Stored data entries
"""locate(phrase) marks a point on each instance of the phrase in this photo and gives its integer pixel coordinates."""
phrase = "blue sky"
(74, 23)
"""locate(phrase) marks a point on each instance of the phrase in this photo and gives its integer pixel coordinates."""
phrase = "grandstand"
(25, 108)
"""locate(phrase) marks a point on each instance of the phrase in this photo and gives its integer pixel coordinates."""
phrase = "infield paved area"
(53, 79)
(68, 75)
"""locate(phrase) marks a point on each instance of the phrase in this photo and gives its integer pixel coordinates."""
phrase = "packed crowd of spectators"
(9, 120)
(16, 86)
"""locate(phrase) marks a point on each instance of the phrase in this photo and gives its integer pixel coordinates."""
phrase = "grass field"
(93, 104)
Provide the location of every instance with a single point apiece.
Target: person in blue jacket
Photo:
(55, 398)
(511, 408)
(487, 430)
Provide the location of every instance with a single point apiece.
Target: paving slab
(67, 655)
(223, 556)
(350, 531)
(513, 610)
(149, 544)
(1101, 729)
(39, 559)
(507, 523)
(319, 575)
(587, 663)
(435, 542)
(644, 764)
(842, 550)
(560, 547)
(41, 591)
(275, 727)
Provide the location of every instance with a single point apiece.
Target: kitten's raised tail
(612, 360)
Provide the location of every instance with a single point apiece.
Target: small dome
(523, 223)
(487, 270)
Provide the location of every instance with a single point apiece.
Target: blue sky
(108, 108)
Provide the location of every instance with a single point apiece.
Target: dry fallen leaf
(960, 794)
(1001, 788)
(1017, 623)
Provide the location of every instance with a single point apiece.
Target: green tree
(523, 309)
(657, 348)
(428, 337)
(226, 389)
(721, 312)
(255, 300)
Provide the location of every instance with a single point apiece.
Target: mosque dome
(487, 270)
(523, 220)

_WHAT TO PRODUCE_:
Retype all of the records above without a single alteration.

_SOLUTION TO THIS TASK_:
"""locate(phrase) marks a point on each instance of the phrase in this photo and gives its integer pixel coordinates."""
phrase = "blue sky"
(74, 23)
"""locate(phrase) marks a point on each instance of the phrase in this photo and gives its integer pixel coordinates."""
phrase = "grandstand"
(25, 108)
"""locate(phrase) marks a point on each instance of the phrase in this photo and gives its integer pixel coordinates."""
phrase = "infield paved area"
(53, 79)
(68, 75)
"""locate(phrase) marks a point on each instance of the phrase in this photo and gives its integer pixel coordinates."""
phrase = "packed crowd of spectators"
(9, 120)
(16, 86)
"""locate(phrase) marks a point on each instance of the phrase in this photo and gives its integer pixel coordinates."""
phrase = "grass field"
(93, 104)
Provide the location of every instance with a single point apiece.
Target: person in blue jacket
Photo:
(55, 398)
(511, 408)
(487, 430)
Provide the location of every instance with a single point apiece.
Target: paving slab
(67, 655)
(223, 556)
(350, 531)
(513, 610)
(149, 544)
(1101, 729)
(39, 559)
(507, 523)
(319, 575)
(587, 663)
(435, 542)
(644, 764)
(842, 550)
(560, 547)
(41, 591)
(275, 727)
Provide the location of every instance with a single point apiece.
Target: kitten's raised tail
(612, 360)
Provide the location of every instance with a single point apiece.
Target: small dome
(523, 223)
(487, 270)
Provide the location of every instance with a single point apiece.
Target: blue sky
(108, 108)
Provide the location of every instance with a single point apiece.
Target: dry fallen leaf
(960, 794)
(1001, 788)
(1017, 623)
Provide the location of every instance with a single point apiece.
Target: green tree
(523, 309)
(657, 348)
(428, 337)
(226, 389)
(721, 312)
(255, 300)
Provide the location of every instance with a single point apiece.
Target: mosque dome
(487, 270)
(523, 220)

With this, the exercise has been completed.